Supplied records
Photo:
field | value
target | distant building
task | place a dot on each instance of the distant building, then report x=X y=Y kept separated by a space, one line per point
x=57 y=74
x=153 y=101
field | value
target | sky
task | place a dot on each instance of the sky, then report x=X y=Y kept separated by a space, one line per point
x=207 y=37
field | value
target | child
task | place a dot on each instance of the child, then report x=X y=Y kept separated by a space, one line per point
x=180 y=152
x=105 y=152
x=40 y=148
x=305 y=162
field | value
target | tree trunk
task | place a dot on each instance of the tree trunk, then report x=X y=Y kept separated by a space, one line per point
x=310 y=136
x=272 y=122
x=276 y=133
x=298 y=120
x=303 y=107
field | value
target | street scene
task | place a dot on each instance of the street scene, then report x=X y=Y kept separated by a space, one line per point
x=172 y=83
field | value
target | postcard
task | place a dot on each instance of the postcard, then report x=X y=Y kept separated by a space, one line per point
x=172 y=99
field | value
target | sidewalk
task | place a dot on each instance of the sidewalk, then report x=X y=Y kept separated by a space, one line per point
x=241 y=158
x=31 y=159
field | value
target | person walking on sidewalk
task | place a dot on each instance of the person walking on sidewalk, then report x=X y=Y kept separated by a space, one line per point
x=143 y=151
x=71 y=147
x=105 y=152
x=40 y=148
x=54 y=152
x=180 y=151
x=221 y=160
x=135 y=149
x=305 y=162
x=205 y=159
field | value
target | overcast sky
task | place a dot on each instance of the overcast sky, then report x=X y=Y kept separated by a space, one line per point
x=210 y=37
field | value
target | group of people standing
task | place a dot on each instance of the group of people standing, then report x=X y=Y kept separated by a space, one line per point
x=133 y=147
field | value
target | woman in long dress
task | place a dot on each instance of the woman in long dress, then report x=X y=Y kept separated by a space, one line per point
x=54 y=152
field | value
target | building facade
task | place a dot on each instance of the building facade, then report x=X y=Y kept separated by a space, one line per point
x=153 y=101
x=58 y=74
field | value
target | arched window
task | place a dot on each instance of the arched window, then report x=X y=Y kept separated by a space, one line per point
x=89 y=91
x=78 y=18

Task directions
Write out every line, unchanged, from the one containing "target | arched window" through the closing line of the data.

Output for this exercise
target | arched window
task | place a dot on each instance of the arched window, then report x=X y=Y kept separated by a space, one line per point
x=89 y=91
x=78 y=18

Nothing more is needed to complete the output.